What this task involves: Write out the stretch of the forum thread from "Yeah a few of" through "future models however." again, substituting "upcoming" for "future".

Given passage:

——

Indeed they do! thank you. :victory:



Karnox said:


> I like it, everything looks good. Though one thing that strikes me is the wash. On the cloth and faces, it looks like chesnut ink and just stands out a bit much, I would try highlighting more if you like washes then mix them with water, cause its just too dark I think. Otherwise its looking pretty good.


Yeah a few of the models (or kinda majority of them) are painted pre-washes period, so they will be like you said, standing out a bit too much. I'll keep it in mind for future models however.


----------



## Orochi (Jan 28, 2009)

I envy anyone who can paint Skin in any way.

Well done.


----------



## forkmaster (Jan 2, 2010)

*Continuing with the last 3 squads of 2nd platoon, beginning with squad 541*:
















































*Heres comes the cursed squad 609, the Sergeant (which is a officers model but I consider him just a Sergeant) is pretty much the only thing Im saticefied about since I strip-painted him and repainted him over again*.

——

Given material:
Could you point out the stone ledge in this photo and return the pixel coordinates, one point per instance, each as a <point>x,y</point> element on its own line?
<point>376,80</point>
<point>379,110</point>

——

Solution for this task:
Yeah a few of the models (or kinda majority of them) are painted pre-washes period, so they will be like you said, standing out a bit too much. I'll keep it in mind for upcoming models however.